• [TO-DO LIST]:
(A) In the excerpt on The Face magazine, in what month and year did the last issue before Logan sold up to EMAP appear?
(B) According to the excerpt on The Face magazine, why is it unjust to confine the magazine to one social stratum? Respond in one to three sentences.
(C) Repeat the passage of the excerpt on The Face magazine from "Do you think it’s" to "be successful today?", word for word.

• [TEXT EXCERPT]:

From the first ‘Barometer’ Nick wrote in January 1981 – which mentioned, alongside the latest New Romantic styles, haircuts and clubs, the nuclear dread which followed the arrival of Cruise missiles – and Bob Elms’ 1982 ‘Hard Times’ piece discussing youth unemployment and Britain’s inner cities being flooded with cheap heroin, social awareness was an important part of the mix at The Face. This was consistent on Nick’s watch; the last issue before Logan sold up to EMAP (July 1999) may have had Natalie Portman on the cover in Star Wars garb, but it also contained a feature inside on the arrival of immigrants from Eastern Europe in Leicester and the social tensions arising from that.
Do you think it’s true to say that The Face is the only glossy magazine to have reflected the lives of working class youth?
Logan had been a working-class youth and remained true to his roots. So that’s correct. But the fact is that The Face was a beacon to anybody – regardless of class, colour, sexual orientation, gender – who was receptive to new ideas. To restrict it to one social strata – and one which had already become difficult to discern midway through the 1980s – is to do the widespread appeal and significance of the magazine an injustice.
Post-internet, is the physical, glossy magazine still relevant? Or, maybe a better question would be, do you think a magazine like The Face could be successful today?

• [INFORMATION SHOWN]:
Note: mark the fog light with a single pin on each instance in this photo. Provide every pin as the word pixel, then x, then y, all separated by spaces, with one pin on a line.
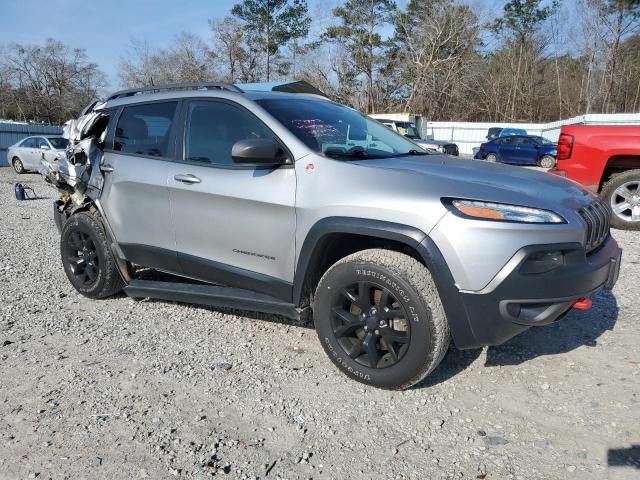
pixel 542 262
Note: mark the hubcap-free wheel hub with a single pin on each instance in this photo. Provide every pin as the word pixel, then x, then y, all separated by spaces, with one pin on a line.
pixel 370 325
pixel 625 201
pixel 82 256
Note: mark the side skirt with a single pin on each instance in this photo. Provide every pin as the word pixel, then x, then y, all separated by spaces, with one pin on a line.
pixel 214 296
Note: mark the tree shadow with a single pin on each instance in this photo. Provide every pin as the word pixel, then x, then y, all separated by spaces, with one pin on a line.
pixel 577 329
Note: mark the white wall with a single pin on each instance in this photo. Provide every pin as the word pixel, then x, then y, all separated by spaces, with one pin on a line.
pixel 471 134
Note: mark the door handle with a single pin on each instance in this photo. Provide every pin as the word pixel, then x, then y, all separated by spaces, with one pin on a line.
pixel 187 178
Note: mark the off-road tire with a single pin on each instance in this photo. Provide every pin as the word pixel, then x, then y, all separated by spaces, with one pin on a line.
pixel 608 191
pixel 411 284
pixel 547 161
pixel 18 166
pixel 88 225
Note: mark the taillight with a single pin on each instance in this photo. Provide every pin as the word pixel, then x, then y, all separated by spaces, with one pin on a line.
pixel 565 146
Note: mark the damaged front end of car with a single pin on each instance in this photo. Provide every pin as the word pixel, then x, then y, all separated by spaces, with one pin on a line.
pixel 76 174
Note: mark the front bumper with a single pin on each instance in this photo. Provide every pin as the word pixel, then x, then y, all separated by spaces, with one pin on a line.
pixel 519 300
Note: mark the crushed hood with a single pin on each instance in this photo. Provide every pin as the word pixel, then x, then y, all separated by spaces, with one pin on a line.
pixel 76 174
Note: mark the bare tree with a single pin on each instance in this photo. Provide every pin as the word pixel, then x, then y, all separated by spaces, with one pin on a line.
pixel 48 83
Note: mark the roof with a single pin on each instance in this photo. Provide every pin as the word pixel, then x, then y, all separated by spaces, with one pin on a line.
pixel 251 91
pixel 289 86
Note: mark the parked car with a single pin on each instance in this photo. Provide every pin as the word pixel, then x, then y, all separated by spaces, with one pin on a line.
pixel 505 132
pixel 519 150
pixel 27 153
pixel 605 159
pixel 409 130
pixel 495 132
pixel 282 203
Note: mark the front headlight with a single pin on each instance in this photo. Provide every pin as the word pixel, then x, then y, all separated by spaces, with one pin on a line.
pixel 502 212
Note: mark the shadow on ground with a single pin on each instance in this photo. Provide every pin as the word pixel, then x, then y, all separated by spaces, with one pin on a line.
pixel 624 457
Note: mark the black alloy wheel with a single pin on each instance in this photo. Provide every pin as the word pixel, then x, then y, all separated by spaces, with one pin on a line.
pixel 370 324
pixel 82 256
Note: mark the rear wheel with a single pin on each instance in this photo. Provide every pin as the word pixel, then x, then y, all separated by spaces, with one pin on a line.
pixel 87 258
pixel 547 161
pixel 622 194
pixel 379 318
pixel 17 165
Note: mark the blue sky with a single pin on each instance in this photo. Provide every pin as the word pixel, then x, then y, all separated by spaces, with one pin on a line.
pixel 104 28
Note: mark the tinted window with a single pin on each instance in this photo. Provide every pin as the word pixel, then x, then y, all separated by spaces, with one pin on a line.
pixel 145 129
pixel 59 143
pixel 212 129
pixel 41 142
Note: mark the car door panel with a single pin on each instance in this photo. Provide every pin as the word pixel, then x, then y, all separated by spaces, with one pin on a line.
pixel 135 197
pixel 235 224
pixel 30 154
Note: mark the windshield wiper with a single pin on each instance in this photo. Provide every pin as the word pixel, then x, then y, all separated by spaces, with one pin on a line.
pixel 358 154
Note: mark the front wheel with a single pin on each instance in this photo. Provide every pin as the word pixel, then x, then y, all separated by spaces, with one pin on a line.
pixel 622 193
pixel 379 318
pixel 17 165
pixel 547 161
pixel 87 259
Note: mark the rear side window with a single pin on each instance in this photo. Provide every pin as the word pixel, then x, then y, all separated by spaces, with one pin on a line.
pixel 145 129
pixel 212 129
pixel 41 142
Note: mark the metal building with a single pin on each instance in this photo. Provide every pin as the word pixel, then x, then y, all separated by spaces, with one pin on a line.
pixel 11 133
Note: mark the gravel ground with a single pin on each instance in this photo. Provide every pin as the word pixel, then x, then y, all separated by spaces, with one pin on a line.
pixel 148 389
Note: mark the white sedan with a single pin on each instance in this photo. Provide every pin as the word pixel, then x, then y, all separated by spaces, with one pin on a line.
pixel 27 153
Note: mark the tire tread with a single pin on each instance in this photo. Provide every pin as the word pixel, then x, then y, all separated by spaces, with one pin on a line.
pixel 419 277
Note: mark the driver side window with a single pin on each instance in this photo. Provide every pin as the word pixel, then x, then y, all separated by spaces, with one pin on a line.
pixel 213 127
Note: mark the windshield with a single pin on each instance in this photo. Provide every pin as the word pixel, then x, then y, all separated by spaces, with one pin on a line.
pixel 408 129
pixel 338 131
pixel 58 143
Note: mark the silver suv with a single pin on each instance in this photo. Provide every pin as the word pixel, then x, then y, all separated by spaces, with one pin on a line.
pixel 287 203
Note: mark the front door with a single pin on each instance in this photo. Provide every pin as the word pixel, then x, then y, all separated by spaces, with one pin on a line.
pixel 234 224
pixel 31 154
pixel 135 197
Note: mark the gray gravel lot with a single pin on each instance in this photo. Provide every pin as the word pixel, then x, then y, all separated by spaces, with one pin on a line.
pixel 148 389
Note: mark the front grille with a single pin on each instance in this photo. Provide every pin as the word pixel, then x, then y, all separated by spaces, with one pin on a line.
pixel 596 217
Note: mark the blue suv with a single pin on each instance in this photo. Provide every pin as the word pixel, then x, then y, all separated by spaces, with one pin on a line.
pixel 519 150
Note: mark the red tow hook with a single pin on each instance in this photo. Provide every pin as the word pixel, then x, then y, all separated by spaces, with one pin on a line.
pixel 582 304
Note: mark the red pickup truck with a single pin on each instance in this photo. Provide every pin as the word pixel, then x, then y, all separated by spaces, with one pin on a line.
pixel 605 159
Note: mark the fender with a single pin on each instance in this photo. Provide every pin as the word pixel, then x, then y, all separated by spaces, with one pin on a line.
pixel 412 237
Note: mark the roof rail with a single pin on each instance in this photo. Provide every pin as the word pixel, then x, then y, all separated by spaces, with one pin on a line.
pixel 176 86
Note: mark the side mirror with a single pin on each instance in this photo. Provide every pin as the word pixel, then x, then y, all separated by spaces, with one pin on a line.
pixel 258 151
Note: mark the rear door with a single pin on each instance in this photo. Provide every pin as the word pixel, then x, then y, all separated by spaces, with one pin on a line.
pixel 233 224
pixel 507 150
pixel 135 198
pixel 529 151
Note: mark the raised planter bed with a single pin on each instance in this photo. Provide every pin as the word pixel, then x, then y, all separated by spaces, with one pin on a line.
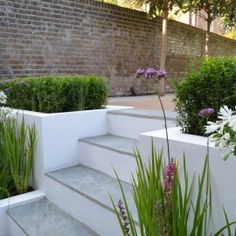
pixel 58 134
pixel 223 174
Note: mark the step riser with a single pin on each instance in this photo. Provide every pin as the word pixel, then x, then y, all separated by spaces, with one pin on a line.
pixel 14 229
pixel 107 161
pixel 131 127
pixel 100 219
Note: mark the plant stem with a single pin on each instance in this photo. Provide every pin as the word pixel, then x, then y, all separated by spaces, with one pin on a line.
pixel 167 137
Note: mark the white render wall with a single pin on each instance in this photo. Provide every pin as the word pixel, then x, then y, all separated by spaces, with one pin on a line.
pixel 58 135
pixel 223 174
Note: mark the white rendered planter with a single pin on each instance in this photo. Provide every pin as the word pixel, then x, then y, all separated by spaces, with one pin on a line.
pixel 223 174
pixel 58 135
pixel 15 201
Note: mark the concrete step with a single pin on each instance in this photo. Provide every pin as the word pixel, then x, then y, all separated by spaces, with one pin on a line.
pixel 43 218
pixel 85 194
pixel 108 153
pixel 131 122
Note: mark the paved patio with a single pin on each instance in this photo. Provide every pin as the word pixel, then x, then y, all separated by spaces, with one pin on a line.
pixel 144 102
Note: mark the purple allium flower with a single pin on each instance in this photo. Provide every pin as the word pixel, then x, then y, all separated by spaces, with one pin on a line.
pixel 161 73
pixel 123 216
pixel 150 72
pixel 169 177
pixel 206 112
pixel 140 72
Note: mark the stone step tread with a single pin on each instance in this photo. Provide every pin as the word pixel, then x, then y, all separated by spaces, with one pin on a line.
pixel 43 218
pixel 141 113
pixel 94 185
pixel 112 142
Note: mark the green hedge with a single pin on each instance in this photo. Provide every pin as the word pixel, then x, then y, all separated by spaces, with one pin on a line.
pixel 56 93
pixel 213 85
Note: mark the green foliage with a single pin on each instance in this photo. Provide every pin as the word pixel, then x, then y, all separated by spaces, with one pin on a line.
pixel 169 215
pixel 17 147
pixel 213 85
pixel 56 93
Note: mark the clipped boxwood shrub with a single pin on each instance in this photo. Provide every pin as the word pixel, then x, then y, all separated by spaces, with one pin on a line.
pixel 56 93
pixel 213 85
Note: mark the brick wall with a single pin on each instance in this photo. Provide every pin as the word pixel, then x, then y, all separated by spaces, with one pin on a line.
pixel 86 37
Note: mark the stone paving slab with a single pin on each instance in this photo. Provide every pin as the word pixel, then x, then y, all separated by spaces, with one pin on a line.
pixel 111 142
pixel 43 218
pixel 149 102
pixel 95 185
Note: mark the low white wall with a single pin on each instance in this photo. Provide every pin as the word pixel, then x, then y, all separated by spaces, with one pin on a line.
pixel 223 174
pixel 15 201
pixel 58 134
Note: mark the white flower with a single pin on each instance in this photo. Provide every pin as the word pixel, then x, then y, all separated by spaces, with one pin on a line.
pixel 222 130
pixel 3 97
pixel 232 123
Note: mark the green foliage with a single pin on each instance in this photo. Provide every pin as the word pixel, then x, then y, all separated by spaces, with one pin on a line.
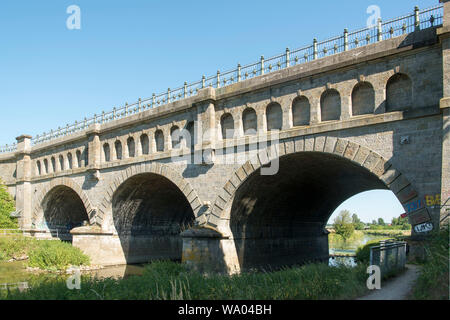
pixel 172 281
pixel 357 223
pixel 44 254
pixel 6 208
pixel 343 225
pixel 433 281
pixel 12 246
pixel 56 254
pixel 363 252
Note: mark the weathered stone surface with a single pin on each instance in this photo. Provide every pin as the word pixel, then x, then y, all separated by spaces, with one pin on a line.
pixel 383 106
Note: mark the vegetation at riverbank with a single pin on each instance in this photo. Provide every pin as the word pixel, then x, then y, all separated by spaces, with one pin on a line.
pixel 433 281
pixel 6 207
pixel 43 254
pixel 173 281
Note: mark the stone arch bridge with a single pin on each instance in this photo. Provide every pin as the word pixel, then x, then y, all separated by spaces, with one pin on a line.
pixel 246 175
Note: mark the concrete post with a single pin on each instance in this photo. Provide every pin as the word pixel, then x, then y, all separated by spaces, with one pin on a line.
pixel 23 178
pixel 444 34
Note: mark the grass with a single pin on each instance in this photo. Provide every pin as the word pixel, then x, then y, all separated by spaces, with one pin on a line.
pixel 388 233
pixel 43 254
pixel 336 240
pixel 433 281
pixel 173 281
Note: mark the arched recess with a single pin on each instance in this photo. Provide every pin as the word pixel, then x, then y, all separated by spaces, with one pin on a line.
pixel 363 99
pixel 301 111
pixel 227 126
pixel 399 93
pixel 155 168
pixel 278 220
pixel 330 105
pixel 68 185
pixel 274 117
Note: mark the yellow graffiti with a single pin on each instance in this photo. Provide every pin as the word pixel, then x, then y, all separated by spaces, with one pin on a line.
pixel 433 200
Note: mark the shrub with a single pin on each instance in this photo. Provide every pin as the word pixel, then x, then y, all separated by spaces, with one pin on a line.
pixel 51 254
pixel 6 207
pixel 433 281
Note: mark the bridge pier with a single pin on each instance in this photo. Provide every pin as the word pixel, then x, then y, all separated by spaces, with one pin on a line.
pixel 444 34
pixel 210 251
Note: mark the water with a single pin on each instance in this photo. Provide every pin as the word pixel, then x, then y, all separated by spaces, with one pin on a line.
pixel 349 248
pixel 14 273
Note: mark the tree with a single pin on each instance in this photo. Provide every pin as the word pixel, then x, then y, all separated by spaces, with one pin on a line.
pixel 357 223
pixel 6 208
pixel 343 225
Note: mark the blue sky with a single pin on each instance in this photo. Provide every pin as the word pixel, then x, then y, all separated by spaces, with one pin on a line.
pixel 51 76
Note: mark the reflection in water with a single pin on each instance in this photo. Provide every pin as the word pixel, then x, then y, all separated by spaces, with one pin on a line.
pixel 341 249
pixel 16 272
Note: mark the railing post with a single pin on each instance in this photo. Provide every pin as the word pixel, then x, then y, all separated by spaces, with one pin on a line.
pixel 379 30
pixel 416 19
pixel 239 73
pixel 288 54
pixel 315 49
pixel 345 39
pixel 262 65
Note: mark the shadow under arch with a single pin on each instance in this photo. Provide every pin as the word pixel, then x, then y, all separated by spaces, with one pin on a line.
pixel 149 213
pixel 279 220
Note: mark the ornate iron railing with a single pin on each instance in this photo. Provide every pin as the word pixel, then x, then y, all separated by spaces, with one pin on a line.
pixel 419 19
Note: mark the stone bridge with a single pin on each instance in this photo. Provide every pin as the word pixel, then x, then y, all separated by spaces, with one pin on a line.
pixel 245 171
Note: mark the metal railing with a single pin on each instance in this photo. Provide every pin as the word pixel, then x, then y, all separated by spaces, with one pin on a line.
pixel 419 19
pixel 390 256
pixel 10 232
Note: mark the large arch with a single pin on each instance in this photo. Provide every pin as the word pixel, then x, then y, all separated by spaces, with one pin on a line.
pixel 155 168
pixel 279 220
pixel 62 201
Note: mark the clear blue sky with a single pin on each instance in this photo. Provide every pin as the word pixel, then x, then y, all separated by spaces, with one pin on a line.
pixel 51 76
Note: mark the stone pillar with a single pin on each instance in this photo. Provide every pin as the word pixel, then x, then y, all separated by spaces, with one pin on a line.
pixel 23 181
pixel 94 146
pixel 315 116
pixel 206 125
pixel 444 34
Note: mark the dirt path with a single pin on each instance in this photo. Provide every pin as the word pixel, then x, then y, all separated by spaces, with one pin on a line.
pixel 397 288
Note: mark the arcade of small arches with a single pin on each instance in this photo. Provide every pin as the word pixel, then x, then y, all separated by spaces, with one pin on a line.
pixel 399 97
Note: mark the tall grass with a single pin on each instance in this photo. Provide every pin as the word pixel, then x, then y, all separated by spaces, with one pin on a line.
pixel 172 281
pixel 44 254
pixel 433 281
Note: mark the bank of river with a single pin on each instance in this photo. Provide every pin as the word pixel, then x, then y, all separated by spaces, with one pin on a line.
pixel 12 273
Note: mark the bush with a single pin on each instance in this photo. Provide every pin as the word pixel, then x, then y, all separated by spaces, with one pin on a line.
pixel 172 281
pixel 433 281
pixel 363 252
pixel 56 255
pixel 6 207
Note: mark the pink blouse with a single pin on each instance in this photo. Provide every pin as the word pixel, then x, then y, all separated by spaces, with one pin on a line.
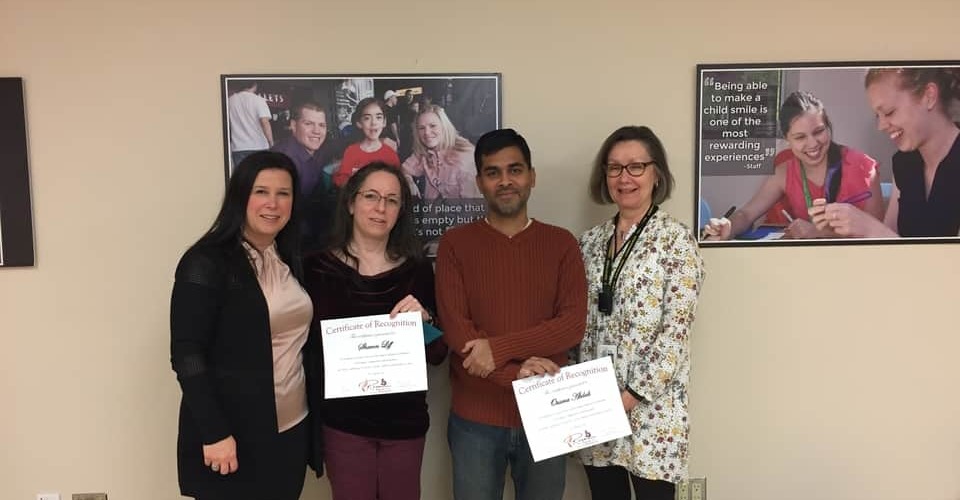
pixel 290 314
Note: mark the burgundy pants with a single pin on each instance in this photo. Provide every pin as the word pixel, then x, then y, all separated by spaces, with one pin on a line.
pixel 362 468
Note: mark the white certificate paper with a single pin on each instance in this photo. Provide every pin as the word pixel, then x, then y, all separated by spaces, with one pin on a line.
pixel 370 355
pixel 578 407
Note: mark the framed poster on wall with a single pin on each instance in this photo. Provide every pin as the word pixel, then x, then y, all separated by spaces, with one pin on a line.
pixel 828 153
pixel 425 124
pixel 16 218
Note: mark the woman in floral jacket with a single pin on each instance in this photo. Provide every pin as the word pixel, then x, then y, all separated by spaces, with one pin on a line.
pixel 644 274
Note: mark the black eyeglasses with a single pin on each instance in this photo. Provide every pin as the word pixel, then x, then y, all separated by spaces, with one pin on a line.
pixel 635 169
pixel 373 198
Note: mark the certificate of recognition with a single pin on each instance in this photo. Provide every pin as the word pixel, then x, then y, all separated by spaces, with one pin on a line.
pixel 578 407
pixel 370 355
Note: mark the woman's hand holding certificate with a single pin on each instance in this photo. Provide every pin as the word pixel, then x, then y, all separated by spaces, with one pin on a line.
pixel 578 407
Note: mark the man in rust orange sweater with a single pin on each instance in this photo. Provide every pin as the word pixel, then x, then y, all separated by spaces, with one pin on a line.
pixel 511 296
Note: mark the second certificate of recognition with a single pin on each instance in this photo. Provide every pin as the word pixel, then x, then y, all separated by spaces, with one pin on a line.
pixel 578 407
pixel 370 355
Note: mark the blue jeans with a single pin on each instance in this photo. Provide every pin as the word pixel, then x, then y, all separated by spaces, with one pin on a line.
pixel 480 456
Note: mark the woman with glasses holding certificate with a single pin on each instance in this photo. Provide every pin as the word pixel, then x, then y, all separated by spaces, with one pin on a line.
pixel 644 274
pixel 373 444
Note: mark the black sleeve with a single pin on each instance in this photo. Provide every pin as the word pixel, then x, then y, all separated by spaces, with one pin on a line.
pixel 194 311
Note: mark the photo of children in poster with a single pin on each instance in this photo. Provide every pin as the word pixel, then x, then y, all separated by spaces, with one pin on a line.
pixel 828 153
pixel 331 126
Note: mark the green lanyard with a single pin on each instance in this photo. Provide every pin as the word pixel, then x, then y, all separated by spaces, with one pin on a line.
pixel 608 280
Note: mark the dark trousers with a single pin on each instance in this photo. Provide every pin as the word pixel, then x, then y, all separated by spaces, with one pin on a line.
pixel 613 483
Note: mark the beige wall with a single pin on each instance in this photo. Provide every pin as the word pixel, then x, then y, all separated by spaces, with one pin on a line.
pixel 825 373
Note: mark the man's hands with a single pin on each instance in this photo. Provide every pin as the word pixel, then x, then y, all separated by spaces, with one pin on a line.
pixel 479 361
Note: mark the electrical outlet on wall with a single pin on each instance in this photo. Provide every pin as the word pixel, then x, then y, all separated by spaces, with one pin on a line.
pixel 89 496
pixel 683 490
pixel 698 488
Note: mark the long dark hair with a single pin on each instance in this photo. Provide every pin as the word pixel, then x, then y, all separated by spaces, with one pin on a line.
pixel 402 242
pixel 227 228
pixel 801 102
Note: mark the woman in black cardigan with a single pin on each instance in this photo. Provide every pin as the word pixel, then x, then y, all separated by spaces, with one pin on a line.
pixel 239 321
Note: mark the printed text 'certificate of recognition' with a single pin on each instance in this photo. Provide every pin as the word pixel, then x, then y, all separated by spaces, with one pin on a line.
pixel 370 355
pixel 578 407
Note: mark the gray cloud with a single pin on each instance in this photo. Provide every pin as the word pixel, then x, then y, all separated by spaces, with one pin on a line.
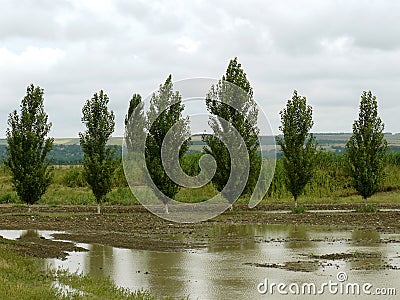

• [WORKED ANSWERS]:
(A) July 1999.

(B) The Face was a beacon to anyone receptive to new ideas, regardless of class, colour, sexual orientation or gender. In addition, the stratum in question had already become difficult to discern by the mid-1980s. Restricting the magazine to it therefore does an injustice to the magazine's widespread appeal and significance.

(C)
Do you think it’s true to say that The Face is the only glossy magazine to have reflected the lives of working class youth?
Logan had been a working-class youth and remained true to his roots. So that’s correct. But the fact is that The Face was a beacon to anybody – regardless of class, colour, sexual orientation, gender – who was receptive to new ideas. To restrict it to one social strata – and one which had already become difficult to discern midway through the 1980s – is to do the widespread appeal and significance of the magazine an injustice.
Post-internet, is the physical, glossy magazine still relevant? Or, maybe a better question would be, do you think a magazine like The Face could be successful today?